### JOB
Reproduce each record below exactly as written.

----- DATA FOR THIS TASK -----

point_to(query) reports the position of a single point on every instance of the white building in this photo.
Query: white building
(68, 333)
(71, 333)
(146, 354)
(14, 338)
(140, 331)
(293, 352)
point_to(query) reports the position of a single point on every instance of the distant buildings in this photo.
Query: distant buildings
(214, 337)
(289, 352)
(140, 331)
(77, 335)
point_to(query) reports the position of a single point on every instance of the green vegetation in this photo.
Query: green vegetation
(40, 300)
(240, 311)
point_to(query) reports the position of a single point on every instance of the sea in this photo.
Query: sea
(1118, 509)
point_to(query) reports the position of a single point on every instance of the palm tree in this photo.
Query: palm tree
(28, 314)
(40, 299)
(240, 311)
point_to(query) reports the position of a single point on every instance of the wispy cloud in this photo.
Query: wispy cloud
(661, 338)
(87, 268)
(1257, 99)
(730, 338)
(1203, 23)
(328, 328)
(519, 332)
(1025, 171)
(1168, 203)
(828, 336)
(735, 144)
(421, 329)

-----

### FINAL RESULT
point_to(query) reports the position of a single point on every instance of the white building in this photo.
Query: white building
(68, 333)
(71, 333)
(146, 354)
(14, 338)
(140, 331)
(293, 352)
point_to(query) reports the position of a single point on every instance of the distant buildings in this photo.
Query: distant buildings
(214, 337)
(289, 352)
(140, 331)
(77, 335)
point_to(query) reports the position of a single point on every instance of the green vegetation in this photo.
Query: green vegetation
(40, 300)
(240, 311)
point_to(query) reports the position of a single point on every instance of the sea in this photo.
Query: sea
(1118, 509)
point_to(query) reports the position of a single point on every instance of the palm tree in this photo.
Query: palm tree
(28, 314)
(40, 299)
(240, 311)
point_to(query) reports the position of a single point on every instance of the wispy cloud in this photo.
Query: wispy cloud
(661, 338)
(87, 268)
(1257, 99)
(730, 338)
(1203, 23)
(328, 328)
(519, 332)
(1025, 171)
(1168, 203)
(828, 336)
(735, 144)
(421, 329)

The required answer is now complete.